> Written request
Everything from the line containing "Note: in this drill the class marks the woman's teeth" through the final line of the records must be transcribed verbatim; nothing else belongs in the result.

----- Dataset rows

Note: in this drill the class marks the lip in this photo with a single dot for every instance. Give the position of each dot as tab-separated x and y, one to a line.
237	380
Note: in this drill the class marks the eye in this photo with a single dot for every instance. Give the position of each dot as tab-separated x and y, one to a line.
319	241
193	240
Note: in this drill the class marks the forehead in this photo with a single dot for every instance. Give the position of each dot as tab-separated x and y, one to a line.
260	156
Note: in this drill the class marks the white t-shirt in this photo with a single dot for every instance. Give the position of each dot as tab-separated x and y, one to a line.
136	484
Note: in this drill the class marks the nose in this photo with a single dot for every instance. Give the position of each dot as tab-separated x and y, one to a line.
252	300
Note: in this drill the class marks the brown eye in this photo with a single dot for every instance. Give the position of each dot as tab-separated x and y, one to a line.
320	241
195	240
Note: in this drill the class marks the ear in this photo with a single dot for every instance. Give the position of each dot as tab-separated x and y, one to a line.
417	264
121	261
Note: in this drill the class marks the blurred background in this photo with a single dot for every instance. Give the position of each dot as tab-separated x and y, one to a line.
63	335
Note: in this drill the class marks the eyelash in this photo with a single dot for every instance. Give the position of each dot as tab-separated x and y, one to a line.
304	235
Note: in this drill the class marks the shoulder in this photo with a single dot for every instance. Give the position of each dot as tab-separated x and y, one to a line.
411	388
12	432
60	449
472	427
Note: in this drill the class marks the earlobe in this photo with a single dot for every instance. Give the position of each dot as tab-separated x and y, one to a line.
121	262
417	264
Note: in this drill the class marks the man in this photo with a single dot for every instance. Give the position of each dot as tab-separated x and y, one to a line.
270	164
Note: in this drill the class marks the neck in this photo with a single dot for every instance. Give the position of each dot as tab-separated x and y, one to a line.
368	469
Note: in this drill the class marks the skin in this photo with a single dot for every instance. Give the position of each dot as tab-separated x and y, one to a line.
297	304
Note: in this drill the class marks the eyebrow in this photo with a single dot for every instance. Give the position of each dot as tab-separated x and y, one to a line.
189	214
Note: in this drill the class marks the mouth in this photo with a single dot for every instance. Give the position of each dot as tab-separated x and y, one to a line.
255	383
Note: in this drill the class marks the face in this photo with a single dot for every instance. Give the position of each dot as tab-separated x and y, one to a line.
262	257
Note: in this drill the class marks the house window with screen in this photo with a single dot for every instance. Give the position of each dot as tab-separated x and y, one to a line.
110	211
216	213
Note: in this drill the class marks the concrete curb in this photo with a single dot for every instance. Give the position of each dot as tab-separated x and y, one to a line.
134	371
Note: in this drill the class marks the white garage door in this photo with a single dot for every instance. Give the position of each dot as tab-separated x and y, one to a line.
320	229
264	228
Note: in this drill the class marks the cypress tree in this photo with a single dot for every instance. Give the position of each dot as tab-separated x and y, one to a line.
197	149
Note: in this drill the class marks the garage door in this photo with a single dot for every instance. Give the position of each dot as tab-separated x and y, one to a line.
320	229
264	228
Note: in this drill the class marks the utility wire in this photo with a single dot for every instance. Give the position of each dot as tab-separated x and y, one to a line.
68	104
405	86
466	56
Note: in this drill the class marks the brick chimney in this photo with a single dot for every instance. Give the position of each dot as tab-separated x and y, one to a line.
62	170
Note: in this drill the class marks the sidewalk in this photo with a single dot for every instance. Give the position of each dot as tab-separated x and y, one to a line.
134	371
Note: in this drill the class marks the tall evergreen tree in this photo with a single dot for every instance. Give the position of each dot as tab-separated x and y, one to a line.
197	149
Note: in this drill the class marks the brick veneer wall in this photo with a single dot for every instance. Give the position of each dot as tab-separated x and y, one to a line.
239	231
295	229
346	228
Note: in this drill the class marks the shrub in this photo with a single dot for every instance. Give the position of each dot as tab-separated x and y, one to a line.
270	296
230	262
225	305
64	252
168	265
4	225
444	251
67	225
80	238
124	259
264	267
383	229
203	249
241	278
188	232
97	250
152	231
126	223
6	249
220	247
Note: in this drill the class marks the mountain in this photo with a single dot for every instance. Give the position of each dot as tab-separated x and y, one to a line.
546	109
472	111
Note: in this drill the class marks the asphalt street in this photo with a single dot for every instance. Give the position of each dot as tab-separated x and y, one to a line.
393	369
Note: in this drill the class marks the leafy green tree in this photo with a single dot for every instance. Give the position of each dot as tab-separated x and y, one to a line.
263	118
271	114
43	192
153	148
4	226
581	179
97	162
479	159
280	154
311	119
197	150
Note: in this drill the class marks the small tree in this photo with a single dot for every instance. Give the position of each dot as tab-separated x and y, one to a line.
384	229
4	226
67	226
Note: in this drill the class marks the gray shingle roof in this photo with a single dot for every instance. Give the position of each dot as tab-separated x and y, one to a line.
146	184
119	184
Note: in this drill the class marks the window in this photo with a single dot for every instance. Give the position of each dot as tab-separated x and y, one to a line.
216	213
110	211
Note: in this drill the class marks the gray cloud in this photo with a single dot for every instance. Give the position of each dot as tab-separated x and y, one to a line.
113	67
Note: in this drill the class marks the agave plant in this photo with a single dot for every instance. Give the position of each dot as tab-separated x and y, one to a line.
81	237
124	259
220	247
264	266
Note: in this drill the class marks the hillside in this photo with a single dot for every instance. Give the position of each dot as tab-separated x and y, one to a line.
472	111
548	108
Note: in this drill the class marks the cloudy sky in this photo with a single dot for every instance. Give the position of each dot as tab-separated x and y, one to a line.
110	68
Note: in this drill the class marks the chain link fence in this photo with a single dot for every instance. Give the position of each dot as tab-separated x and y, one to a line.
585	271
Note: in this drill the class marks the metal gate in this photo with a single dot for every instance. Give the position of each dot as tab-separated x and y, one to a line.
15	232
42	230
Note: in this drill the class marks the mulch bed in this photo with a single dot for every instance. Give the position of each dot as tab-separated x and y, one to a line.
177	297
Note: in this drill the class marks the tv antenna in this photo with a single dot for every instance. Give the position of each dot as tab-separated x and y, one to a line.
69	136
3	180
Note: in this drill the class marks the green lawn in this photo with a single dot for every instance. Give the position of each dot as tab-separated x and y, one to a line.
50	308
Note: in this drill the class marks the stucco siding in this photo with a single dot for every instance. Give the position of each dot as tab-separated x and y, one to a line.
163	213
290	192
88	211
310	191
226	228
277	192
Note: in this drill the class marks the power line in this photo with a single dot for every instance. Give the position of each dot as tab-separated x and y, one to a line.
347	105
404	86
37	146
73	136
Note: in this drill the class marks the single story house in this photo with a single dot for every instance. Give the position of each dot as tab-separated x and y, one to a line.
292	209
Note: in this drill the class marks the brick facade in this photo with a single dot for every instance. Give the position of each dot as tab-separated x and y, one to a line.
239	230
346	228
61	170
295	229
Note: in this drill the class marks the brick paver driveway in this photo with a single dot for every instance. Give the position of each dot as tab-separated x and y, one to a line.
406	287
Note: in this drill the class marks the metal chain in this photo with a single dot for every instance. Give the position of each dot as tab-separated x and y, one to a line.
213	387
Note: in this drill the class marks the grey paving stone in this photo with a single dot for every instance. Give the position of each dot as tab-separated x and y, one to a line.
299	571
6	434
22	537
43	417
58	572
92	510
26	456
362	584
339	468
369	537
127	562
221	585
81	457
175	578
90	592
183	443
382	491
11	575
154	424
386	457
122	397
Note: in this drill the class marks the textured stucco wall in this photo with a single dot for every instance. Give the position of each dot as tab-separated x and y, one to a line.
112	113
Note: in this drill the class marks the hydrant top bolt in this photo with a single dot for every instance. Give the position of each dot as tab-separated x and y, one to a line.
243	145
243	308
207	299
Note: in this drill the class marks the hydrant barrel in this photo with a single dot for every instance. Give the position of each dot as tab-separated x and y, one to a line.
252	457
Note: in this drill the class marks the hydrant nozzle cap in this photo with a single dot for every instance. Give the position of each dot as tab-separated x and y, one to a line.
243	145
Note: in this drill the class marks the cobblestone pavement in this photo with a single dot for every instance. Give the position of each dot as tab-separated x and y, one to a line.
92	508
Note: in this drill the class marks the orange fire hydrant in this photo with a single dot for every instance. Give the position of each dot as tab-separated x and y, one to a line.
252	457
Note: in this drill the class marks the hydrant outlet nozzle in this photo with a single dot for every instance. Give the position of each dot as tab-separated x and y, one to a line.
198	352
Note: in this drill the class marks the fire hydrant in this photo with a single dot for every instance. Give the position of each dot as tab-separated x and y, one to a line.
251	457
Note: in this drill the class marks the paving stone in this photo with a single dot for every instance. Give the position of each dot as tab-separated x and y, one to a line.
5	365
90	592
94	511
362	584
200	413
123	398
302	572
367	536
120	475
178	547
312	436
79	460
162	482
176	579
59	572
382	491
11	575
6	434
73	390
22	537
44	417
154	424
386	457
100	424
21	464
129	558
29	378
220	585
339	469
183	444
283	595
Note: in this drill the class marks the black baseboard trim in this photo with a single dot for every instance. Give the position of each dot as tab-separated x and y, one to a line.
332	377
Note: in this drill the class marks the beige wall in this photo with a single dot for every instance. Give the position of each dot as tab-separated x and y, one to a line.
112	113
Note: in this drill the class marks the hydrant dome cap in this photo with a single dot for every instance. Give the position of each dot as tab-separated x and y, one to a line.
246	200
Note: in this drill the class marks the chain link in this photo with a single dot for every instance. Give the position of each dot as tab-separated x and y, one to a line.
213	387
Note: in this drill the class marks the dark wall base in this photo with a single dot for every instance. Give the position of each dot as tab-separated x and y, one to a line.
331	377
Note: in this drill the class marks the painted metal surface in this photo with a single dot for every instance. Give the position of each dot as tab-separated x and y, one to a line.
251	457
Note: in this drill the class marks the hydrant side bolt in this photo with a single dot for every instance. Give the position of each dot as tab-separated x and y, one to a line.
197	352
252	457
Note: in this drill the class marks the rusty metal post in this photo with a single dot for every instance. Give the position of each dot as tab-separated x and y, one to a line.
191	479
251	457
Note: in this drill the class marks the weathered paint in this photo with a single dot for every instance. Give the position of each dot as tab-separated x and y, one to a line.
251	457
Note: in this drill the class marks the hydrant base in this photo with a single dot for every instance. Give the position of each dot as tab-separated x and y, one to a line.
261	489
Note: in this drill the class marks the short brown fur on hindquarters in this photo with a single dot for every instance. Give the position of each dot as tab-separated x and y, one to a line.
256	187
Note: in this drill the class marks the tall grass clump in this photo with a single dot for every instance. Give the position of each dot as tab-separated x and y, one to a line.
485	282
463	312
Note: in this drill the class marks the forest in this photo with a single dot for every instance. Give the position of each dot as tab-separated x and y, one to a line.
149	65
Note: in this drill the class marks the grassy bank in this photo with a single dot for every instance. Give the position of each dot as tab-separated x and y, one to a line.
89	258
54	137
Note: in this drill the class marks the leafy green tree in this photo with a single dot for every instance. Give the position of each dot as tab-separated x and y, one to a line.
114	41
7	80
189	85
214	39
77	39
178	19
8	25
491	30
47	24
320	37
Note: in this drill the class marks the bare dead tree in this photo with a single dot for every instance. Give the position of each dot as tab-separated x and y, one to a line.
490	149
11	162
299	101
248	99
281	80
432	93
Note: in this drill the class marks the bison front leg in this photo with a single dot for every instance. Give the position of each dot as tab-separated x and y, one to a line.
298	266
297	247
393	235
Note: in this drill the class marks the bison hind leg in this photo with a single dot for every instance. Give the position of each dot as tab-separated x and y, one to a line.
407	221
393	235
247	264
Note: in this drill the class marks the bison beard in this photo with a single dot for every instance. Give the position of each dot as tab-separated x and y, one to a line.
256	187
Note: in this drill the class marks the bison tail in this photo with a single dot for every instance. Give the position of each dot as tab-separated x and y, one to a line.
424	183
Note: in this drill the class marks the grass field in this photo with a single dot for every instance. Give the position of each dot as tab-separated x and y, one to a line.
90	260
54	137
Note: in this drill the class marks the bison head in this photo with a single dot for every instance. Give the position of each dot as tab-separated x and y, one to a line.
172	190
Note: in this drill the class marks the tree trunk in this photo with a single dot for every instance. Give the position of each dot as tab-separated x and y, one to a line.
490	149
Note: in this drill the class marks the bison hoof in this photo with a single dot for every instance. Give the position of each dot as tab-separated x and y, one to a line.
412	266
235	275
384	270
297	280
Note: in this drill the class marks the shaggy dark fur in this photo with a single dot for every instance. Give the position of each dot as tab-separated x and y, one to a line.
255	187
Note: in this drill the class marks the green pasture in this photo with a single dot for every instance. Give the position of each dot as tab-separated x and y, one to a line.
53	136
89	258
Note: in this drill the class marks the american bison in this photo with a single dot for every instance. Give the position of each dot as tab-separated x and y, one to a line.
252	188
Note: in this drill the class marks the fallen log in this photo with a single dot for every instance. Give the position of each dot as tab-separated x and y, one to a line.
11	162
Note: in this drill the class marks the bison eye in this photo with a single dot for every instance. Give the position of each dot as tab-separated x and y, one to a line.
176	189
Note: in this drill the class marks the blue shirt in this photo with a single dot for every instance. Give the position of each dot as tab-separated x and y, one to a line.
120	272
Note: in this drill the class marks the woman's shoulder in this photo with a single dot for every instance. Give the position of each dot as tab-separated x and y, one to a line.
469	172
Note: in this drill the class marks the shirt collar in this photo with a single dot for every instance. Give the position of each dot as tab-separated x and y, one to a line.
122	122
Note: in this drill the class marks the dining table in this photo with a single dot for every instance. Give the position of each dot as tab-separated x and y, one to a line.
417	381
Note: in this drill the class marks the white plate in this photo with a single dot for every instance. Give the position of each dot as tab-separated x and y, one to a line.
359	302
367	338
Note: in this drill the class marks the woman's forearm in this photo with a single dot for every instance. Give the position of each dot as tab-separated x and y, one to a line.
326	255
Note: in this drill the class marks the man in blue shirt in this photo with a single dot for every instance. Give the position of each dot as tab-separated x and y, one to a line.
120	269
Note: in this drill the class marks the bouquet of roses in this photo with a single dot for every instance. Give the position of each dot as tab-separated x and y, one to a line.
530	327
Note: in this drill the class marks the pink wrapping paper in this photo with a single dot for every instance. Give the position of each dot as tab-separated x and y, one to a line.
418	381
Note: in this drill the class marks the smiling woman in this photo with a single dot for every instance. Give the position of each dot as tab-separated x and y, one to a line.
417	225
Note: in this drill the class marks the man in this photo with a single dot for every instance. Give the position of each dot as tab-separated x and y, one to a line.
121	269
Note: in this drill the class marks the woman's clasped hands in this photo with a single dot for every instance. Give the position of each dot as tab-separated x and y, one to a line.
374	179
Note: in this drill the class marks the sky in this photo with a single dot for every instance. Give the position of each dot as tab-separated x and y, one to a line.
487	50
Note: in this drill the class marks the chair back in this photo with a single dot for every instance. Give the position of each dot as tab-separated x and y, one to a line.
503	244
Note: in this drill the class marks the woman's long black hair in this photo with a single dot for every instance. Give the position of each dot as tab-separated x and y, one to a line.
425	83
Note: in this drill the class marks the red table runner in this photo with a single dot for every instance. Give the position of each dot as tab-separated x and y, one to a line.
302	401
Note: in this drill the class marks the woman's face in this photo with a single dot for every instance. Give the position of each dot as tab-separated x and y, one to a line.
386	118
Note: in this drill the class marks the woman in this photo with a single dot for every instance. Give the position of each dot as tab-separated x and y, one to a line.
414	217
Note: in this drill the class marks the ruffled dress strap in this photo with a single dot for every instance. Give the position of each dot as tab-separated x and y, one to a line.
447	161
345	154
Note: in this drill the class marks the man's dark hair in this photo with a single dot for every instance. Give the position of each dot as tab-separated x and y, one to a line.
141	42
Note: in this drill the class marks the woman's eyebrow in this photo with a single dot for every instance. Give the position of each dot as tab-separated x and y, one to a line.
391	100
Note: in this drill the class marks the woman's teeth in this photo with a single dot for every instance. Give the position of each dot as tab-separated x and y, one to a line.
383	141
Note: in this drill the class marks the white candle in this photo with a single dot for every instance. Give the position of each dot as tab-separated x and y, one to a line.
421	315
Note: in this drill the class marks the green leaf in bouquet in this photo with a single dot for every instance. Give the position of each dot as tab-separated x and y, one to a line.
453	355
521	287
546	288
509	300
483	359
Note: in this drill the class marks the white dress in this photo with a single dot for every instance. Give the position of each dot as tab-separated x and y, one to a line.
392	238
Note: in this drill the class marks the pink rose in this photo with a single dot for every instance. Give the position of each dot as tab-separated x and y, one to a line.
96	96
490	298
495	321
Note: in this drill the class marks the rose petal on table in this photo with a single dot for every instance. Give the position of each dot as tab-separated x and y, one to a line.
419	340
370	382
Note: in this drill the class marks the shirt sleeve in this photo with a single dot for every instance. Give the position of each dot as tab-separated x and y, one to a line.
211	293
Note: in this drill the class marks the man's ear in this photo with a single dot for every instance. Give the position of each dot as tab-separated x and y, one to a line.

----------

> Exercise solution
Note: in this drill the class marks the woman's teeth in this photo with a single dot for every instance. Give the position of each dot as tab-separated x and y, one to a line.
383	141
Note: in this drill the class marks the white candle in this photo with a single dot for every instance. Give the position of each dot as tab-separated x and y, one to a line.
421	315
Note: in this drill the class marks the green leaf in bouquet in this photo with a single dot for every instance. Give the position of each dot as tab-separated x and y, one to a line.
453	355
521	287
546	288
509	300
483	359
Note: in this drill the class marks the white dress in this photo with a single dot for every instance. Give the position of each dot as tab-separated x and y, one to a line.
392	238
Note: in this drill the class marks the pink rose in this photo with a single dot for every instance. Give the position of each dot as tab-separated x and y, one to a line.
96	96
490	298
495	321
Note: in this drill the class marks the rose petal on table in this photo with a single dot for every instance. Give the position of each dot as tab-separated x and y, one to a line.
419	340
370	382
Note: in this drill the class marks the shirt sleeve in this photo with a single dot for every instance. Give the position of each dot as tab-separated x and y, one to a line.
211	293
Note: in this drill the class marks the man's ear in this photo with a single dot for every instance. Give the position of each dot as tab-separated x and y, one to a line.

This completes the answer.